-------- Data for this exercise --------
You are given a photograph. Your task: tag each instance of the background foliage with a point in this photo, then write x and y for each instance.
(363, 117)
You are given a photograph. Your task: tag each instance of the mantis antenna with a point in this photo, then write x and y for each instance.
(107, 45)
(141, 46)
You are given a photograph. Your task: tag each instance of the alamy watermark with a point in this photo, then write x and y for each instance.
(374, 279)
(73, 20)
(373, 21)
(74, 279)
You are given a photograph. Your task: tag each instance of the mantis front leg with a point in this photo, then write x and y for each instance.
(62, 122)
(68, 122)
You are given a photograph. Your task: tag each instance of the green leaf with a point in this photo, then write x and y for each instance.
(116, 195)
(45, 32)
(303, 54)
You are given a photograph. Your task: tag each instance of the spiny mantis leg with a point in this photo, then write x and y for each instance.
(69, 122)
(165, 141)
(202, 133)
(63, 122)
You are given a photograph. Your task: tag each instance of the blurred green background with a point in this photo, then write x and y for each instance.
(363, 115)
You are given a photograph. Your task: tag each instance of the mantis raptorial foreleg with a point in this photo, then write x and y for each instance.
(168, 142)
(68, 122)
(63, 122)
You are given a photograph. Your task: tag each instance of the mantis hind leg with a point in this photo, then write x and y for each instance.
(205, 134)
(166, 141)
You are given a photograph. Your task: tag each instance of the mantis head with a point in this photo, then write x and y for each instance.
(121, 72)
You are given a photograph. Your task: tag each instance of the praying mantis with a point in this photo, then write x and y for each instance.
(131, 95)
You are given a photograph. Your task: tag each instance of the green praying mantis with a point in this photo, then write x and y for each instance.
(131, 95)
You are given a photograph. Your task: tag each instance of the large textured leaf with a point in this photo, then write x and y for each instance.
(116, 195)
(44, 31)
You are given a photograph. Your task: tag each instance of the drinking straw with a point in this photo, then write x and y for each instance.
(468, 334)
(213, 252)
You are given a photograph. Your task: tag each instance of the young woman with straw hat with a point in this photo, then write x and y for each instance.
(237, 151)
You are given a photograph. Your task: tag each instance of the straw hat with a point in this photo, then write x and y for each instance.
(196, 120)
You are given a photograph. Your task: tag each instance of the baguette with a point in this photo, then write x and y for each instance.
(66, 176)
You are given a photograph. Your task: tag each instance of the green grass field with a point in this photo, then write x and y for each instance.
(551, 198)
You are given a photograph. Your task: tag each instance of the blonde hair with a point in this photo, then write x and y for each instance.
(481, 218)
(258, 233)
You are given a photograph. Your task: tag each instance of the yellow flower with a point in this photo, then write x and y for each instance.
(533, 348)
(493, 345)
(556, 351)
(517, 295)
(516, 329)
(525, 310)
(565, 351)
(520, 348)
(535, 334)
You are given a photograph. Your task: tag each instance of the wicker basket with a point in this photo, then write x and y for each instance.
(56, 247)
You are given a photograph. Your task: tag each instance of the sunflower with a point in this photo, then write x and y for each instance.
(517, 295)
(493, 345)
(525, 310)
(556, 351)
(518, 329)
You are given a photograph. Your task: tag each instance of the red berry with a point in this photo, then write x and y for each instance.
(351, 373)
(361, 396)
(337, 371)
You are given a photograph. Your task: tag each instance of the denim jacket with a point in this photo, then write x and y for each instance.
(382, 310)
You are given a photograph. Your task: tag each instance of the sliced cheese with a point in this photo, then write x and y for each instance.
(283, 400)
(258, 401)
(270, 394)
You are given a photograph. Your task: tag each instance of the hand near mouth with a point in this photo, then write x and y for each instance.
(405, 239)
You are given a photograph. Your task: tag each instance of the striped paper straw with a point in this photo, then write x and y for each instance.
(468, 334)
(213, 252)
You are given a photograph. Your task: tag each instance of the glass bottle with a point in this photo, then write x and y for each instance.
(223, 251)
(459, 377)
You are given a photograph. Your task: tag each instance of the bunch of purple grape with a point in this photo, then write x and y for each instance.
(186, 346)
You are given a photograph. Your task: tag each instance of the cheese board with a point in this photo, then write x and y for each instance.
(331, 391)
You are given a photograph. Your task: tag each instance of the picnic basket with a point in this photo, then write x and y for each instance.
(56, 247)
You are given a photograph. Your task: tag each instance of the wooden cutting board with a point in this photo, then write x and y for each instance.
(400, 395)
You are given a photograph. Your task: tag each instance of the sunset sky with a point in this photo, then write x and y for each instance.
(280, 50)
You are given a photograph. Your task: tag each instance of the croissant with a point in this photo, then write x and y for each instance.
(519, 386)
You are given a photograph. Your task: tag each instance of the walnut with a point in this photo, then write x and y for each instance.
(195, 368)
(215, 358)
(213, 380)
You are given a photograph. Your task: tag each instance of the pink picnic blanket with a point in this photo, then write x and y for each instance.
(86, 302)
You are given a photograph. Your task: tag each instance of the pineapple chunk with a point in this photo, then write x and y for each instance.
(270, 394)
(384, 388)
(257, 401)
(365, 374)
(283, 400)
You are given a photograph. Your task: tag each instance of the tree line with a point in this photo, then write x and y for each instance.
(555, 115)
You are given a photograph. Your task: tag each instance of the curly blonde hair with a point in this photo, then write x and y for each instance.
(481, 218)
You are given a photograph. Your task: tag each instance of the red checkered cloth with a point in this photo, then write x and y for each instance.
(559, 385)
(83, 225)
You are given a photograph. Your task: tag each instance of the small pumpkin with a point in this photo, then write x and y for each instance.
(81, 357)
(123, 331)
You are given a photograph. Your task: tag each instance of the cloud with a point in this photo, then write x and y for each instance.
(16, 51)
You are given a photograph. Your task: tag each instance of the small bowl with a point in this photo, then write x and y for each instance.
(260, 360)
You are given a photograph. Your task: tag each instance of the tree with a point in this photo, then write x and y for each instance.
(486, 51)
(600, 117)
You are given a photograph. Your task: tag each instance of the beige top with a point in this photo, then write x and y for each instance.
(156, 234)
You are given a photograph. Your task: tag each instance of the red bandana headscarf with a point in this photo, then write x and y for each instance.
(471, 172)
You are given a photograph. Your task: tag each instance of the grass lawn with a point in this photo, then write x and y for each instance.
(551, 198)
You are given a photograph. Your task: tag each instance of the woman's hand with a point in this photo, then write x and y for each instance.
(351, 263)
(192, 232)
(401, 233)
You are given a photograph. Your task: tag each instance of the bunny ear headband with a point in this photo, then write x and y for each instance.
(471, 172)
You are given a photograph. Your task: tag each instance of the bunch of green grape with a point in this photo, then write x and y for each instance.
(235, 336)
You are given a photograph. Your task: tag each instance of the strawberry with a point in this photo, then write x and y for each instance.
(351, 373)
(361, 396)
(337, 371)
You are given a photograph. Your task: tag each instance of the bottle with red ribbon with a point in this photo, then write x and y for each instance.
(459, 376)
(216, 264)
--------
The exercise: Write out, word for word, the lines starting with the one that contains "of the strawberry" and running through the last line.

Solution:
You are given a photograph. Your task: tag each instance of the strawberry with a point in this photo, then write x and y for each instance.
(351, 373)
(361, 396)
(337, 371)
You are given a photograph. Your task: tag each instance of the bottle with red ribbon with a point in this photo, then write x and y for each instance.
(459, 376)
(216, 264)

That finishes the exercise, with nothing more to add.